Short problem A - In the forum thread on TCPIP performance problems, what replaced the LAN at the two sites that switched networks a few weeks earlier?
Short problem B - Carry the forum thread on TCPIP performance problems forward, beginning after its final line.

Extract to read -
Operating System - OpenVMS
1832988 Members
2716 Online
110048 Solutions
New Discussion

TCPIP performance problems

 
Willem Grooters
Honored Contributor

TCPIP performance problems

My dear collegues,

Someone please give us a hint where to look...

Environment: VMS and TRU64. I'm not certain about versions, but please read on , I don't think this is relevant.
Systems have been connected over 100Mb LAN.

From the TRU64 machine, a string (800 to 8000 bytes in size) is sent over IP to the VMS machine, where a service reads it in chunks of arbitrary length, and process each part after all has been read, and finally sends an acknowledgement back. This whole processing must be done within 30 seconds.
An idea of this message is in the attachment.

For years, this works without problem in a number of sites. The whole transaction can be done in a few seconds. This is independent of VMS version (all 7.x+).

A few weeks ago, two sites using this software had their LAN replaced by a WAN (5Mb/s). One of these ran into serious problems after that.
The process _may_ run fine, but suddenly the whole transaction may take minutes to finish, for no appearant reason. As suden as this problem may occur, as sudden it may disappear.
Because this is the only site having problems, and it did run flawlessly before, we suspect the network to be the cause.
However, this has been sniffed this afternoon, and on the IP level, there seems to be no problem: between sending a stream of 1800 bytes and receipt of the IP acknowledge lay less than a second. But processing took over 40 seconds.
So the trouble must lay in VMS's socket handling. But this hasn't changed either...
Indeed, I have found reading could take tens of second by the VMS program (20 seconds to read just over 6100 bytes). But another time it took just 7...

My must urgent questions:
HOW to observe the _live_ system to determine the cause of delay, preferably without rebuilding the software. If explicitly required, including some extra logging IS a possibility but I already found out it may make things even worse.
WHAT could cause this behaviour - and in what way can we monitor this?

BTW: It's well possible we'll contact HP for support but we'd like to do some measurements ourselves.

(Why that limit? I don't know. Changing it is said to be no option at the moment, since other sites don't have this problem)
Willem Grooters
OpenVMS Developer & System Manager
15 REPLIES 15
Mobeen_1
Esteemed Contributor

Re: TCPIP performance problems

Willem,
Can we rule out any hardware errors on your VMS machines. Looks like the processing is intermittent...why don't we look at the following and rule them out

1. Use Decevent and show errors

2. Use Analyse/System and use some of the
SHOW commands

3. Review your operator log and look
out for any errors.

I bet you would have been observing your TCPIP packet movement using the MONITOR command.

I suspect that we may have some kind of intermittent issue on your ethernet interface.

Data -
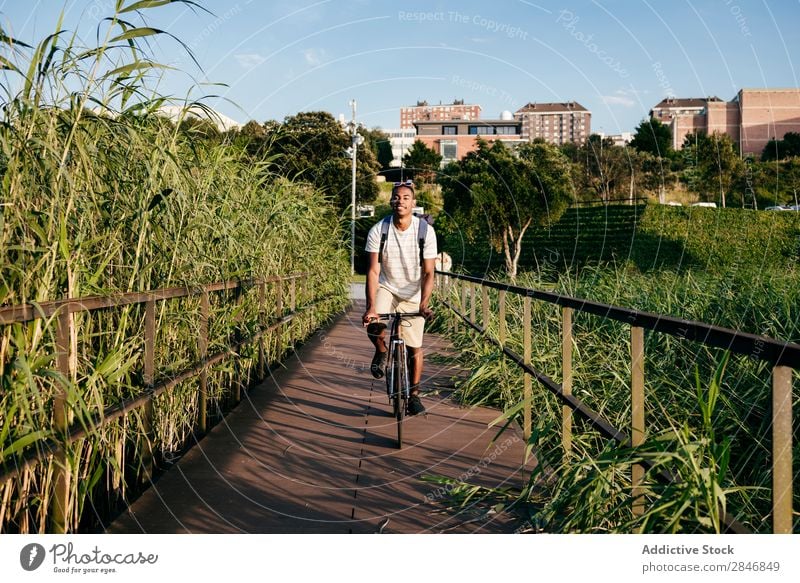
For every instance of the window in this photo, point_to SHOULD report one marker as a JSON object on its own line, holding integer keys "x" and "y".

Final answer A - A WAN running at 5Mb/s.

Final answer B -
I know this is not a solution, but this is all i could think of. I am sure our other colleagues will rope in with their thoughts.

regards
Mobeen
Wim Van den Wyngaert
Honored Contributor

Re: TCPIP performance problems

After that, check the IP and TCP counters.
Do sysconfig -zp tcp to zero the counters,
run the transaction and do sysconfig -p tcp afterwards. Post the counters. Repeat this for ip too.

If possible, run tcptrace/prot=tcp/fu/pack=10000 for the connection and post that too.
Wim
Antoniov.
Honored Contributor

Re: TCPIP performance problems

It sound like NIC slows down to 10Mbs then return up to 100Mbs.
You told the site has replaced LAN by WAN and this may be not only casual; in some manner then host adeguate his speed: yes there isn't any logical in this but I think the original cause is WAN.
Check what update had made that site before change any bit of software, this can help you.

@Antoniov
Antonio Maria Vigliotti
labadie_1
Honored Contributor

Re: TCPIP performance problems

A friend of mine had a brute-force solution for this type of problem: take a crash when you see the problem, then you have plenty of time to analyze. Of course, maybe it is not possible to do it on your site :-)

As you said the Lan has been replaced by a Wan, it should be interisting to do a traceroute on both sides (Vms -> Tru64, Tru64 -> Vms) to see the path, and to check that when you have the problem, you still use the "corrrect" path.

ana/sys
tcpip sh dev bg /various_qualifiers may help

I am afraid this type of problem is better solved with some expert on-site.

Regards

Gerard
Willem Grooters
Honored Contributor

Re: TCPIP performance problems

Thanks for your help so far.
I have been granted access to that VMS system to investigate.

VMS 7.1-2
TCPIP 5.0A ECO 1
member of a 2-node cluster.

ANA/SYS: problem is that the process must be spotted first, and data to be retrieved within the minute it is active. So far, I missed it. No other data found.
MONITOR: Running (for analysis)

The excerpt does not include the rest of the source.